[Lines of data]
++++++

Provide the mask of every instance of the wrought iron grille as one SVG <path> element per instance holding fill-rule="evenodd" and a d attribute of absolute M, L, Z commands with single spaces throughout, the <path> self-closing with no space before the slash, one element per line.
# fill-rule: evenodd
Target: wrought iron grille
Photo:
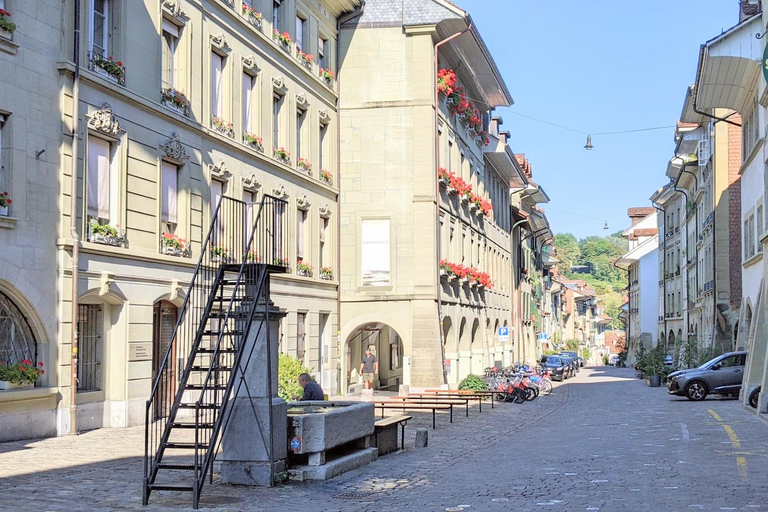
<path fill-rule="evenodd" d="M 19 307 L 0 292 L 0 363 L 37 363 L 37 340 Z"/>

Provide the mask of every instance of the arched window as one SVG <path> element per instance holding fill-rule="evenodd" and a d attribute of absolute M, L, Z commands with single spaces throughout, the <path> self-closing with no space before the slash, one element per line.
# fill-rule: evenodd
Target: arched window
<path fill-rule="evenodd" d="M 0 362 L 13 364 L 23 359 L 37 363 L 37 340 L 19 307 L 0 292 Z"/>

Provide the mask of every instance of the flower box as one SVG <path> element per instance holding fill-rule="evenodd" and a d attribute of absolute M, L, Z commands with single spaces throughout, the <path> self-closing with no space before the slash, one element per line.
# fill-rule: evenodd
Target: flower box
<path fill-rule="evenodd" d="M 1 391 L 10 391 L 12 389 L 32 389 L 34 387 L 34 384 L 16 384 L 7 380 L 0 380 Z"/>

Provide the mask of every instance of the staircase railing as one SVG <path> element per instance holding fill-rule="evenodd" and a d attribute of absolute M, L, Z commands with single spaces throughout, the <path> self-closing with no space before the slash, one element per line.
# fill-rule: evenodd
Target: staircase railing
<path fill-rule="evenodd" d="M 144 502 L 149 496 L 149 484 L 154 482 L 157 475 L 158 462 L 163 455 L 164 444 L 168 441 L 171 423 L 177 416 L 178 404 L 184 399 L 185 385 L 190 371 L 195 363 L 197 351 L 204 342 L 204 329 L 215 309 L 215 292 L 224 278 L 225 269 L 237 271 L 237 278 L 232 284 L 232 297 L 227 300 L 227 310 L 217 311 L 219 322 L 218 336 L 207 340 L 215 346 L 210 361 L 222 349 L 222 342 L 234 349 L 239 361 L 240 339 L 234 339 L 226 332 L 239 332 L 242 338 L 250 328 L 257 298 L 264 289 L 264 277 L 267 269 L 284 271 L 287 266 L 287 230 L 286 202 L 272 196 L 263 196 L 259 203 L 245 203 L 236 199 L 222 197 L 212 216 L 211 227 L 200 247 L 200 257 L 190 281 L 183 305 L 179 311 L 178 320 L 172 335 L 172 341 L 159 366 L 154 378 L 152 392 L 146 405 L 145 426 L 145 460 L 144 460 Z M 261 269 L 261 270 L 257 270 Z M 254 295 L 248 315 L 243 322 L 233 314 L 233 304 L 237 296 Z M 219 300 L 222 298 L 220 297 Z M 222 302 L 223 305 L 223 302 Z M 240 310 L 242 313 L 242 310 Z M 234 328 L 234 329 L 233 329 Z M 229 330 L 229 331 L 228 331 Z M 213 338 L 214 336 L 209 336 Z M 211 352 L 209 347 L 209 353 Z M 211 367 L 216 366 L 211 363 Z M 217 389 L 211 389 L 211 384 L 219 380 L 218 370 L 209 371 L 205 381 L 199 386 L 200 398 L 194 412 L 195 423 L 201 418 L 200 405 L 214 391 L 213 404 L 221 407 L 226 405 L 226 399 L 232 391 L 229 378 L 234 375 L 234 366 L 227 372 L 227 386 L 224 393 L 216 396 Z M 187 395 L 187 400 L 190 398 Z M 193 400 L 194 401 L 194 398 Z M 206 409 L 203 409 L 207 412 Z M 221 414 L 216 411 L 216 428 L 221 428 Z M 207 418 L 210 419 L 210 418 Z M 212 463 L 212 453 L 215 453 L 215 439 L 207 439 L 201 443 L 198 439 L 199 430 L 195 429 L 195 468 L 198 467 L 198 445 L 206 444 L 206 462 L 202 467 L 204 479 L 205 470 Z M 212 437 L 213 431 L 211 432 Z M 218 435 L 218 431 L 216 431 Z M 195 471 L 195 481 L 198 480 Z M 195 502 L 199 495 L 195 485 Z"/>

++++++

**TO BE DONE**
Can you reproduce the records word for word, covering the stretch from the start of the records through the line that contains "292 L 0 363", and leave the pictures out?

**SOLUTION TO THIS PROBLEM**
Provide the mask of every instance of the wrought iron grille as one SVG <path> element per instance holding fill-rule="evenodd" and a d attribute of absolute M, L, Z commands with single spaces throughout, the <path> self-closing with no space before the slash, one element per line.
# fill-rule: evenodd
Target: wrought iron grille
Photo:
<path fill-rule="evenodd" d="M 19 307 L 0 292 L 0 363 L 37 363 L 37 340 Z"/>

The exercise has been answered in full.